Reproduce every item below line for line without changing anything, and leave out the pictures.

* DATA RECORDS:
++++++++

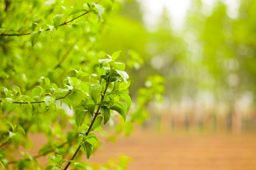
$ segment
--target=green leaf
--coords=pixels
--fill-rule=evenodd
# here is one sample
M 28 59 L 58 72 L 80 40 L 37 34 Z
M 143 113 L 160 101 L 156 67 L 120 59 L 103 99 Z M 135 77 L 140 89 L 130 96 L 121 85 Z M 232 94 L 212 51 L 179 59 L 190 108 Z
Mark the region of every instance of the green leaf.
M 76 114 L 76 124 L 77 127 L 79 127 L 81 120 L 83 119 L 83 117 L 85 113 L 84 111 L 81 111 L 80 112 Z
M 38 42 L 39 36 L 39 33 L 37 32 L 34 31 L 30 34 L 30 41 L 31 45 L 33 47 L 36 42 Z
M 126 118 L 126 114 L 123 108 L 116 106 L 113 106 L 109 108 L 109 109 L 117 112 L 121 116 L 122 116 L 122 117 L 123 117 L 125 121 Z
M 126 84 L 123 82 L 124 84 Z M 116 81 L 115 82 L 114 82 L 114 87 L 113 87 L 113 90 L 112 90 L 112 91 L 115 91 L 118 89 L 118 88 L 120 86 L 120 84 L 121 84 L 121 82 L 120 81 Z
M 103 125 L 104 125 L 110 117 L 110 110 L 106 106 L 101 106 L 100 111 L 103 117 Z
M 0 28 L 0 35 L 4 31 L 4 29 Z
M 123 91 L 117 91 L 114 93 L 119 94 L 120 96 L 124 99 L 127 104 L 127 110 L 129 111 L 131 106 L 132 106 L 132 99 L 130 97 L 127 93 Z
M 46 105 L 46 110 L 48 110 L 51 105 L 55 104 L 55 97 L 50 96 L 46 96 L 44 99 Z
M 117 105 L 118 105 L 119 106 L 120 106 L 120 107 L 122 108 L 123 110 L 124 110 L 126 113 L 126 114 L 128 113 L 127 107 L 126 106 L 126 105 L 124 103 L 121 102 L 116 102 L 116 103 Z
M 85 109 L 87 109 L 89 113 L 91 114 L 92 116 L 93 116 L 94 113 L 94 111 L 95 110 L 95 106 L 94 104 L 89 104 L 85 106 Z
M 3 114 L 4 113 L 4 112 L 7 107 L 9 107 L 9 106 L 12 104 L 13 102 L 13 99 L 11 98 L 7 97 L 4 99 L 1 103 L 1 108 Z
M 120 76 L 123 79 L 124 79 L 124 81 L 126 83 L 127 83 L 127 79 L 129 78 L 129 75 L 128 74 L 126 73 L 125 71 L 121 71 L 121 70 L 116 70 L 118 74 L 119 74 Z
M 108 63 L 110 62 L 112 62 L 112 61 L 113 61 L 112 60 L 110 59 L 102 59 L 102 60 L 99 60 L 99 66 L 100 68 L 101 68 L 103 66 L 104 66 L 105 64 L 106 64 L 107 63 Z
M 53 31 L 53 30 L 54 30 L 54 26 L 52 26 L 51 25 L 48 25 L 48 26 L 49 27 L 49 29 L 50 29 L 50 30 L 51 30 L 51 31 Z
M 120 53 L 121 52 L 121 51 L 116 51 L 112 54 L 111 56 L 112 60 L 115 60 L 117 59 L 119 57 L 119 55 Z
M 85 152 L 88 160 L 92 152 L 92 146 L 88 141 L 85 141 L 81 144 L 81 146 L 83 150 Z
M 8 113 L 9 114 L 11 113 L 18 106 L 19 106 L 19 104 L 16 103 L 11 103 L 8 106 Z
M 47 166 L 45 168 L 45 170 L 51 170 L 54 166 L 56 166 L 56 165 L 49 165 L 49 166 Z
M 95 8 L 97 9 L 97 11 L 95 11 L 95 12 L 96 13 L 96 15 L 97 16 L 97 18 L 98 19 L 98 23 L 99 23 L 101 19 L 101 15 L 104 13 L 104 11 L 105 11 L 105 9 L 101 5 L 95 4 L 94 2 L 93 2 L 93 4 Z
M 74 14 L 75 13 L 78 13 L 80 12 L 83 12 L 83 11 L 87 11 L 86 10 L 83 9 L 75 9 L 74 10 L 72 11 L 71 12 L 70 12 L 70 14 L 68 14 L 67 16 L 70 16 Z
M 118 87 L 118 90 L 125 90 L 130 86 L 130 80 L 128 81 L 127 83 L 125 82 L 122 82 Z
M 72 168 L 72 169 L 74 168 L 81 168 L 83 170 L 86 170 L 85 166 L 88 165 L 89 165 L 89 163 L 88 162 L 81 162 L 81 163 L 75 162 L 74 166 Z
M 31 104 L 32 106 L 32 115 L 34 115 L 35 113 L 38 112 L 38 105 L 37 103 L 33 103 Z
M 44 79 L 45 80 L 45 86 L 48 86 L 50 83 L 51 83 L 51 82 L 50 81 L 50 79 L 47 77 L 44 77 Z
M 15 92 L 16 93 L 15 93 L 15 94 L 16 94 L 16 96 L 15 96 L 15 98 L 16 99 L 18 99 L 20 98 L 20 96 L 21 95 L 21 91 L 20 91 L 20 89 L 18 86 L 15 86 L 14 85 L 13 85 L 16 88 L 16 89 Z
M 89 88 L 89 93 L 95 104 L 97 104 L 98 98 L 101 95 L 101 86 L 92 85 Z
M 115 63 L 115 65 L 117 69 L 121 71 L 124 71 L 125 68 L 125 65 L 121 62 L 116 62 Z
M 43 90 L 41 88 L 37 87 L 37 88 L 36 88 L 33 89 L 31 95 L 32 95 L 32 97 L 37 96 L 40 96 L 43 93 L 42 90 Z
M 91 128 L 91 131 L 94 130 L 96 128 L 99 127 L 101 125 L 101 121 L 102 121 L 102 117 L 99 116 L 96 117 L 95 121 L 93 123 L 93 124 Z
M 62 105 L 62 102 L 64 102 L 68 106 L 70 109 L 71 110 L 71 102 L 68 97 L 66 97 L 63 99 L 61 99 L 60 100 L 61 101 L 61 107 Z
M 48 111 L 48 110 L 47 109 L 46 104 L 45 102 L 40 103 L 40 105 L 41 105 L 41 108 L 42 108 L 42 113 L 43 115 Z
M 53 19 L 52 20 L 53 21 L 53 24 L 54 25 L 54 27 L 56 29 L 56 30 L 58 29 L 58 28 L 60 25 L 60 22 L 61 22 L 61 20 L 64 16 L 64 14 L 56 15 L 55 16 L 53 17 Z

++++++++

* THE ANSWER:
$ segment
--target=green leaf
--coords=pixels
--fill-rule=evenodd
# here is one sample
M 28 59 L 58 72 L 80 40 L 37 34 Z
M 143 113 L 160 101 L 156 67 L 120 59 L 103 99 Z M 135 77 L 140 89 L 130 96 L 121 85 Z M 232 94 L 212 51 L 179 59 L 190 108 Z
Mark the region of every instance of the green leaf.
M 76 114 L 76 124 L 77 127 L 79 127 L 81 120 L 83 119 L 83 117 L 85 113 L 84 111 L 81 111 L 80 112 Z
M 38 42 L 39 36 L 39 33 L 37 32 L 34 31 L 30 34 L 30 41 L 31 45 L 33 47 L 36 42 Z
M 126 118 L 126 114 L 123 108 L 116 106 L 113 106 L 109 108 L 109 109 L 117 112 L 121 116 L 122 116 L 122 117 L 123 117 L 125 121 Z
M 126 84 L 123 82 L 124 84 Z M 116 81 L 115 82 L 114 82 L 114 87 L 113 87 L 113 90 L 112 90 L 112 91 L 115 91 L 118 89 L 118 88 L 120 86 L 120 84 L 121 84 L 121 82 L 120 81 Z
M 103 125 L 104 125 L 110 117 L 110 110 L 106 106 L 101 106 L 100 111 L 103 117 Z
M 0 28 L 0 35 L 4 31 L 4 29 Z
M 123 91 L 117 91 L 114 93 L 119 94 L 120 96 L 124 99 L 127 104 L 127 110 L 129 111 L 131 106 L 132 106 L 132 99 L 130 97 L 127 93 Z
M 46 105 L 46 110 L 48 110 L 51 105 L 55 104 L 55 97 L 50 96 L 46 96 L 44 99 Z
M 117 105 L 118 105 L 119 106 L 120 106 L 120 107 L 122 108 L 123 110 L 124 110 L 126 113 L 126 114 L 128 113 L 127 107 L 126 106 L 126 105 L 124 103 L 121 102 L 116 102 L 116 103 Z
M 85 109 L 87 109 L 89 113 L 91 114 L 92 116 L 93 116 L 94 113 L 94 111 L 95 110 L 95 106 L 94 104 L 89 104 L 85 106 Z
M 3 114 L 4 113 L 4 112 L 7 107 L 9 107 L 9 106 L 12 104 L 13 102 L 13 99 L 11 98 L 7 97 L 4 99 L 1 103 L 1 108 Z
M 120 76 L 123 79 L 124 79 L 124 81 L 126 83 L 127 83 L 127 79 L 129 78 L 129 75 L 128 74 L 126 73 L 125 71 L 121 71 L 121 70 L 116 70 L 118 74 L 119 74 Z
M 108 63 L 110 62 L 112 62 L 112 61 L 113 61 L 112 60 L 110 59 L 102 59 L 102 60 L 99 60 L 99 66 L 100 68 L 101 68 L 103 66 L 104 66 L 105 64 L 106 64 L 107 63 Z
M 53 31 L 53 30 L 54 30 L 54 26 L 52 26 L 51 25 L 48 25 L 48 26 L 49 27 L 49 29 L 50 29 L 50 30 L 51 30 L 51 31 Z
M 120 53 L 121 52 L 121 51 L 116 51 L 112 54 L 111 56 L 112 60 L 115 60 L 117 59 L 119 57 L 119 55 Z
M 85 152 L 88 160 L 92 152 L 92 146 L 88 141 L 85 141 L 81 144 L 81 146 L 83 150 Z
M 8 113 L 9 114 L 11 113 L 18 106 L 19 106 L 19 104 L 16 103 L 11 103 L 8 106 Z
M 47 166 L 45 168 L 45 170 L 51 170 L 54 166 L 56 166 L 56 165 L 49 165 L 49 166 Z
M 95 8 L 97 9 L 97 11 L 95 11 L 95 12 L 96 13 L 96 15 L 97 16 L 97 18 L 98 19 L 98 23 L 99 23 L 101 19 L 101 15 L 104 13 L 104 11 L 105 11 L 105 9 L 101 5 L 95 4 L 94 2 L 93 2 L 93 4 Z
M 74 14 L 75 13 L 78 13 L 80 12 L 83 12 L 83 11 L 87 11 L 86 10 L 83 9 L 75 9 L 74 10 L 72 11 L 71 12 L 70 12 L 70 14 L 68 14 L 67 16 L 70 16 Z
M 118 87 L 118 90 L 125 90 L 130 86 L 130 80 L 128 81 L 127 83 L 125 82 L 122 82 Z
M 72 168 L 72 169 L 74 168 L 81 168 L 83 170 L 86 170 L 85 166 L 88 165 L 89 165 L 89 163 L 88 162 L 81 162 L 81 163 L 75 162 L 74 166 Z
M 31 104 L 32 106 L 32 115 L 34 115 L 35 113 L 38 112 L 38 105 L 37 103 L 33 103 Z
M 44 79 L 45 80 L 45 86 L 48 86 L 50 83 L 51 83 L 51 82 L 50 81 L 50 79 L 47 77 L 44 77 Z
M 15 92 L 16 93 L 15 93 L 15 94 L 16 94 L 16 96 L 15 96 L 15 98 L 16 99 L 18 99 L 20 98 L 20 96 L 21 95 L 21 91 L 20 91 L 20 89 L 18 86 L 15 86 L 14 85 L 13 85 L 16 88 L 16 89 Z
M 89 88 L 89 93 L 95 104 L 97 104 L 98 98 L 101 95 L 101 86 L 92 85 Z
M 115 63 L 115 65 L 117 69 L 121 71 L 124 71 L 125 68 L 125 65 L 121 62 L 116 62 Z
M 43 90 L 41 88 L 37 87 L 37 88 L 36 88 L 33 89 L 31 95 L 32 95 L 32 97 L 37 96 L 40 96 L 43 93 L 42 90 Z
M 91 128 L 91 131 L 94 130 L 96 128 L 99 127 L 101 125 L 101 121 L 102 121 L 102 117 L 99 116 L 96 117 L 95 121 L 93 123 L 93 124 Z
M 62 105 L 62 102 L 64 102 L 68 106 L 70 109 L 71 110 L 71 102 L 68 97 L 66 97 L 63 99 L 61 99 L 60 100 L 61 101 L 61 107 Z
M 48 111 L 48 110 L 47 109 L 46 104 L 45 102 L 40 103 L 40 105 L 41 105 L 41 108 L 42 108 L 42 113 L 43 115 Z
M 53 19 L 52 20 L 53 21 L 53 24 L 54 25 L 54 27 L 56 29 L 56 30 L 58 29 L 58 28 L 60 25 L 60 22 L 61 22 L 61 20 L 64 16 L 64 14 L 56 15 L 55 16 L 53 17 Z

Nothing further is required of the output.